**TEXT SECTION:**
For nine months in 2022, moss lived in space.

It wasn’t in a lab aboard the International Space Station, like other gardening experiments conducted in orbit — rather, the moss was attached to the station’s exterior, fully exposed to the harsh environment of the cosmos.

The purpose of the space moss test, reported in a study published Thursday in the journal iScience, was to see if moss — an early land plant capable of thriving in some of the most extreme environments on Earth — could survive long-term exposure to the vacuum of space.

Surprisingly, the researchers found that the moss spores not only endured, they “retained their vitality” and were still capable of reproducing when they eventually returned to Earth.

“Most living organisms, including humans, cannot survive even briefly in the vacuum of space,” Tomomichi Fujita, the study’s lead author and a professor in the department of biological sciences at Hokkaido University in Japan, said in a statement.

**REQUIRED TASKS:**
A) Answer these about the space moss text:
(i) For how long in 2022 did the moss live in space?
(ii) In which journal was the study published?
(iii) Which university is Tomomichi Fujita a professor at?
B) Continue the text about moss surviving outside the International Space Station, picking up after its final sentence.

Records drawn from a dataset

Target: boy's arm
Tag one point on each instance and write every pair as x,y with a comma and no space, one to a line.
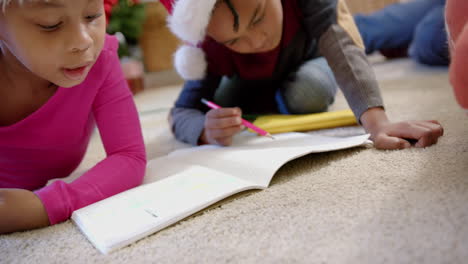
187,117
342,46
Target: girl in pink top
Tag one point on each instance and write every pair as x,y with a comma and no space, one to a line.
59,76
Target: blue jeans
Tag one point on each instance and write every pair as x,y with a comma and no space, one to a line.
311,89
417,25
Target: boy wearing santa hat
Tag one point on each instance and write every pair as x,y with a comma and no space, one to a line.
286,56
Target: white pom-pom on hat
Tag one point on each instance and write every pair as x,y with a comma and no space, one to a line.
190,62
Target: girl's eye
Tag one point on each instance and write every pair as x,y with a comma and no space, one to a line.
50,28
93,17
232,43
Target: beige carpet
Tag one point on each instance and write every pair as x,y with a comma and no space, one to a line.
353,206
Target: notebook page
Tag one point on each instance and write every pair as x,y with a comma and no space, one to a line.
256,159
129,216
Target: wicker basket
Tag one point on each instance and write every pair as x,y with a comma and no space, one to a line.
368,6
157,42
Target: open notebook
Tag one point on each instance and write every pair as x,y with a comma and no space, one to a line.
189,180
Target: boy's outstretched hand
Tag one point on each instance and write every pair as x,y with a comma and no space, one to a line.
388,135
221,125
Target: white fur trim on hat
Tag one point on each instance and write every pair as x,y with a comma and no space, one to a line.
190,18
190,62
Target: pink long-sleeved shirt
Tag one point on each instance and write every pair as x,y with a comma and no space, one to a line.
51,142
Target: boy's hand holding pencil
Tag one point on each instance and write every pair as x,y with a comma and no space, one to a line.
221,124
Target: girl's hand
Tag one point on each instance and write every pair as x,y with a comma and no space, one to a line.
221,125
21,210
387,135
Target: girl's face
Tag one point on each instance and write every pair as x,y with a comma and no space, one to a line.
259,28
58,40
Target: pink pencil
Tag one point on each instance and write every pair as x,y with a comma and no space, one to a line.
244,122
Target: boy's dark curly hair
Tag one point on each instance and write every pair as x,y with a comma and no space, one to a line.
233,10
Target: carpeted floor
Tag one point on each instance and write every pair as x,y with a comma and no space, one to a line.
353,206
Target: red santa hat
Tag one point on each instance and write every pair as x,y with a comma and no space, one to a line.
188,20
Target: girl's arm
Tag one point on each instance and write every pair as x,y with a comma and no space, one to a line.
21,210
124,167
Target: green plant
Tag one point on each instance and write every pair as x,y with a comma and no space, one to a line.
127,17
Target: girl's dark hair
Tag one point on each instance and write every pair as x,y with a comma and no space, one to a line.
233,11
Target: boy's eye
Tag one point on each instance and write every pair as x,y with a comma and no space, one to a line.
51,27
258,21
232,43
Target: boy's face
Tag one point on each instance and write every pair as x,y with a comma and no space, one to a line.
58,40
260,25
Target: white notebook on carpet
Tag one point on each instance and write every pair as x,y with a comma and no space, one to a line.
188,180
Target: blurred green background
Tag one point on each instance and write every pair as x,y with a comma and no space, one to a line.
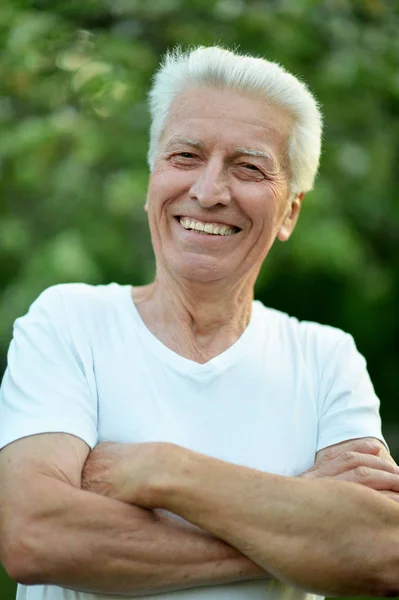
73,140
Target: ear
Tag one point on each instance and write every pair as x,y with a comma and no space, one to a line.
291,217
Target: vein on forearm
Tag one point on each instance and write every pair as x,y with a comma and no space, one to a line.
325,536
83,541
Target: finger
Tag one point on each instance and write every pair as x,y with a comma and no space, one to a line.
375,479
391,495
361,445
349,461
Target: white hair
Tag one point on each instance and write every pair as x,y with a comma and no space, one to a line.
218,67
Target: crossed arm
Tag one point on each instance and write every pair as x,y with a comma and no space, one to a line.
315,534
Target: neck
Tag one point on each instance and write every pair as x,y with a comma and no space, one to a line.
197,320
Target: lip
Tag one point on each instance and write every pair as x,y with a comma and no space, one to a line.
192,234
205,220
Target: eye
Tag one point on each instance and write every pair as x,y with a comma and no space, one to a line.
186,155
250,167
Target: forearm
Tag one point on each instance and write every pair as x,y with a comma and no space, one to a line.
87,542
329,537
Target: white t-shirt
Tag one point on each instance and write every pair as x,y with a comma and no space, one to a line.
83,362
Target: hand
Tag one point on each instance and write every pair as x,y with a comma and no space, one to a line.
365,461
128,472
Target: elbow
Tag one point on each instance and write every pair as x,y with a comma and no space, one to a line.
19,560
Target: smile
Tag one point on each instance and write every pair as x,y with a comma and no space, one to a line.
207,228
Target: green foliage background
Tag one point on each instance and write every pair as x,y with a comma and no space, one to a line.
73,138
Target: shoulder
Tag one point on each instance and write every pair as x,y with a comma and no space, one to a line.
66,297
74,310
316,343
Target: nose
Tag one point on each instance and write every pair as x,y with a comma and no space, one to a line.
211,185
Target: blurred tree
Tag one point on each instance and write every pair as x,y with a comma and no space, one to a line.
73,142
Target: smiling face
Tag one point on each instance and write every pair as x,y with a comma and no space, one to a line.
219,192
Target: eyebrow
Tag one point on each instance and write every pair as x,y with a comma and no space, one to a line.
196,143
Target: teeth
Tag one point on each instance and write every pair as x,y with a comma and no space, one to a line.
208,228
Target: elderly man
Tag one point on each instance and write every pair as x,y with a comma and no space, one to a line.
245,456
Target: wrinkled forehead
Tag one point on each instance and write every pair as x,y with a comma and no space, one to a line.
229,117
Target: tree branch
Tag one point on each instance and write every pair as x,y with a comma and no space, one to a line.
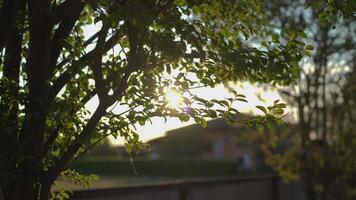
63,79
68,20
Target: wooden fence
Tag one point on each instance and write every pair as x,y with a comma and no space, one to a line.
242,188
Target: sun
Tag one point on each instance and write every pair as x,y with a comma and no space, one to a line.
174,99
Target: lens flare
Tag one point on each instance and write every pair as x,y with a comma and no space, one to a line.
174,99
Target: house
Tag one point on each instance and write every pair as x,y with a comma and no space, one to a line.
219,140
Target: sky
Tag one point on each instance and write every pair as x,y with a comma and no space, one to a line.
255,95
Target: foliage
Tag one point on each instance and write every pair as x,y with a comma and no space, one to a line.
51,67
324,106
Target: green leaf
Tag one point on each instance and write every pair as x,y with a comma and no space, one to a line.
263,109
203,122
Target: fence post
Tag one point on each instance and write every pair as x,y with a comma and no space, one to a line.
183,191
275,188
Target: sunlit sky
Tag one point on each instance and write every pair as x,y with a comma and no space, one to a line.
255,95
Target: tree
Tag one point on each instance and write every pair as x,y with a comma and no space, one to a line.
50,69
324,107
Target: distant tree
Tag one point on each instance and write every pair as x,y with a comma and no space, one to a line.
51,68
320,150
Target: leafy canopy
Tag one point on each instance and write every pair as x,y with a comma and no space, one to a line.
140,49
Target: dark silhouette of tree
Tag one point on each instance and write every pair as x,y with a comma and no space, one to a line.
50,69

**ANSWERS:**
A)
(i) Nine months
(ii) iScience
(iii) Hokkaido University in Japan

B)
“This provides striking evidence that the life that has evolved on Earth possesses, at the cellular level, intrinsic mechanisms to endure the conditions of space,” he added.

Germinated moss spores after space exposure (Dr. Chang-hyun Maeng and Maika Kobayashi)

Germinated moss spores after space exposure. (Dr. Chang-hyun Maeng and Maika Kobayashi)

Mosses are thought to have descended from ancestral plants that started moving out of water to colonize dry land roughly 450 million years ago.

The organisms are known to be extremely hardy, able to grow everywhere from the Antarctic tundra to the peaks of the Himalayas to volcanic lava fields to all manner of aquatic habitats.

Fujita said he was inspired by that impressive resilience.

“I began to wonder: could this small yet remarkably robust plant also survive in space?” he said.

His team started by studying a type of moss known as Physcomitrium patens in simulated space environments in a lab on Earth, including extreme hot and cold temperatures, vacuum conditions and high levels of UV radiation.

They determined that moss sporophytes — encapsulated spores that function as reproductive structures — were the parts of moss most likely to survive in space because they seemed able to endure high levels of UV radiation. The spores were also capable of germinating after being exposed to both scorching temperatures of 131 degrees Fahrenheit for a month and minus 320 degrees F for over a week.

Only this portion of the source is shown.